*TEXTO APRESENTADO*.
---
SOBRE A CONTRIBUIÇÃO LINGÜÍSTICA DA COMISSÃO RONDON

 

Aryon Dall’Igna Rodrigues (Universidade de Brasília)

 

 

Uma das características das expedições militares dirigidas ou coordenadas pelo oficial matogrossense Cândido Mariano da Silva Rondon, durante a primeira metade do século XX, foi a preocupação pela documentação científica feita a par dos levantamentos geográficos e da instalação de linhas e estações telegráficas. Assim como procurou associar especialistas em ciências naturais às expedições, procurou também incorporar etnógrafos, que observassem os povos indígenas contactados pelas frentes expedicionárias, como foi o caso de Edgard Roquete Pinto, de F. C. Hoehne e do bacharel João Barbosa de Faria. Numa época em que não existia no Brasil a figura do pesquisador lingüista, foram esses pesquisadores que procuraram registrar dados lingüísticos. Mas também o próprio Rondon contribuiu para a documentação das línguas e, a seu exemplo, alguns dos oficiais que participaram das viagens de exploração ou da administração do Serviço de Proteção aos Índios por ele dirigido. A maioria desses documentos consiste em listas de palavras, umas mais extensas, outras mais curtas, em geral registradas sem recursos técnicos de transcrição. Há, entretanto, alguns registros de textos e alguns ensaios de descrição gramatical. Nesta conferência pretendo dar um balanço valorativo das contribuições da Comissão Rondon para o conhecimento das línguas indígenas brasileiras, mais particularmente das amazônicas.

            O nome Comissão Rondon engloba duas comissões que foram chefiadas por Rondon: a Comissão das Linhas Telegráficas do Estado de Mato Grosso, cujos trabalhos aquele oficial assumiu em 1900, e a Comissão de Linhas Telegráficas e Estratégicas de Mato Grosso ao Amazonas, cuja chefia ele assumiu em 1907. Mas Rondon já atuava como engenheiro militar desde 1892 na reconstrução da linha telegráfica de Cuiabá ao Araguaia. Todos esses trabalhos de construção das linhas telegráficas, que deviam estabelecer e assegurar as comunicações rápidas entre as regiões ocidentais do Brasil e os centros administrativos no leste, foram realizados nos territórios de vários povos indígenas. Já no final do século XIX Rondon teve de relacionar-se principalmente com o povo Boróro, cuja língua ele declarou ter aprendido a falar. Mas foi sobretudo a segunda comissão a que penetrou em terras de índios ainda não contactados previamente, no noroeste de Mato Grosso, especialmente na parte que depois veio a constituir o Território Federal do Guaporé, mais tarde rebatizado, em homenagem a seu desbravador, como Território Federal de Rondônia e, mais recentemente, promovido a Estado de Rondônia.

            Os trabalhos da Comissão Rondon e de seus colaboradores passaram a confundir-se em grande parte com os de um outro serviço de grande importância que foi atribuído a Rondon pelo Governo da República: o Serviço de Proteção aos Índios e Localização de Trabalhadores Nacionais, criado em 1910, de modo que nem sempre será fácil distinguir se um trabalho é produto daquela comissão ou deste serviço, pois Rondon chamou para este alguns de seus auxiliares de confiança, tanto militares como civis, nas expedições da comissão. Alguns desses auxiliares deram-lhe apoio também em outro encargo oficial, que foi a Inspeção de Fronteiras, especialmente na fronteira com a Guiana Inglesa.
---
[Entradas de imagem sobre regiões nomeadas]
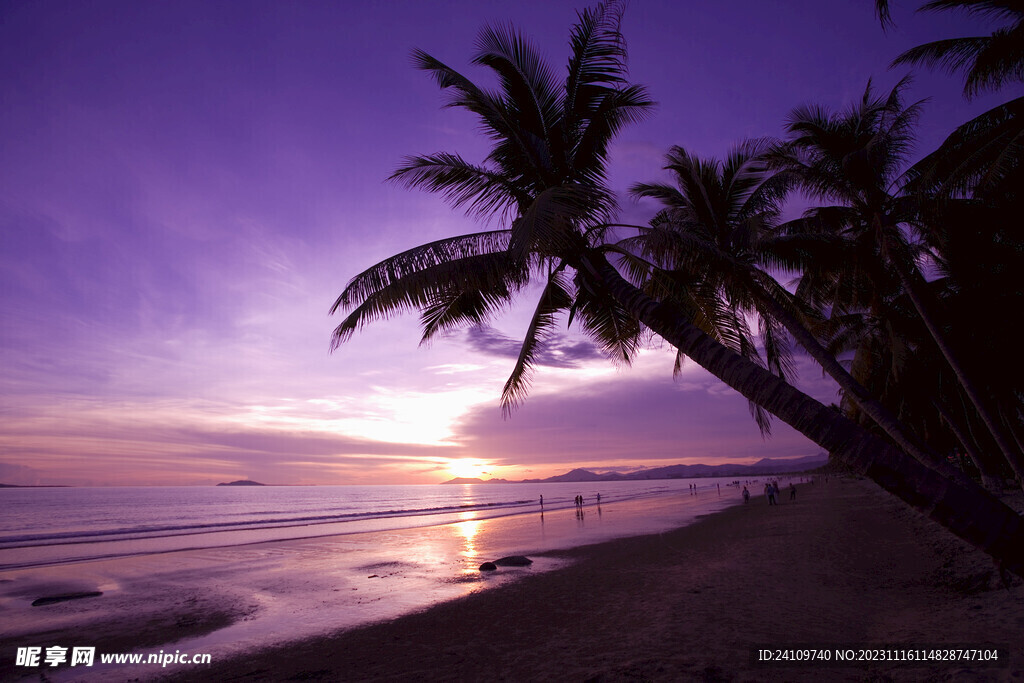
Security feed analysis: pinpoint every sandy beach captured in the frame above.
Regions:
[181,478,1024,681]
[5,477,1024,681]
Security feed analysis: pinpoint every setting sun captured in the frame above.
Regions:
[447,458,488,478]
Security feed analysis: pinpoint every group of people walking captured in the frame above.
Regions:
[743,480,797,505]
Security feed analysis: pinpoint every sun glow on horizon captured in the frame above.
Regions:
[447,458,489,479]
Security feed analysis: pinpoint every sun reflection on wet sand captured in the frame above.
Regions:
[455,510,483,571]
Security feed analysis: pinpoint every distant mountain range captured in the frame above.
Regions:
[444,453,828,483]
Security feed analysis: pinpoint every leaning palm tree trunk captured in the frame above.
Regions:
[893,253,1024,486]
[744,270,967,479]
[932,398,1002,494]
[580,252,1024,577]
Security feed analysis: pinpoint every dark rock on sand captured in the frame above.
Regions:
[32,591,103,607]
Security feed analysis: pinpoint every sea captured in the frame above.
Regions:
[0,478,786,681]
[0,478,738,570]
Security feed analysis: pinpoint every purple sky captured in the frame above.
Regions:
[0,0,998,484]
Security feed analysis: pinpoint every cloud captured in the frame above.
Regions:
[466,325,605,368]
[454,362,819,469]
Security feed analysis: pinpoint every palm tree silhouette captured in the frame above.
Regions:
[874,0,1024,97]
[625,139,958,477]
[772,79,1024,481]
[332,3,1024,573]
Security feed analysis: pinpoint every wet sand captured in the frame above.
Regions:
[184,478,1024,681]
[0,487,738,681]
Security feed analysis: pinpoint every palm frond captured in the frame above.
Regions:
[502,269,572,417]
[331,252,527,350]
[330,229,512,314]
[388,153,528,218]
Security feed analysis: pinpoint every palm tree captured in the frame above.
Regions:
[624,139,970,476]
[773,79,1024,482]
[332,4,1024,573]
[874,0,1024,97]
---
*TAREFA DO EXERCÍCIO*.
Responda com base no texto sobre a Comissão Rondon:
(a) Em que ano Rondon assumiu a chefia da Comissão de Linhas Telegráficas e Estratégicas de Mato Grosso ao Amazonas?
(b) Em que consiste a maioria dos documentos linguísticos produzidos pela comissão?
(c) Em que ano foi criado o Serviço de Proteção aos Índios e Localização de Trabalhadores Nacionais?

*RESPOSTA*.
(a) Em 1907.
(b) Em listas de palavras, umas mais extensas e outras mais curtas.
(c) Em 1910.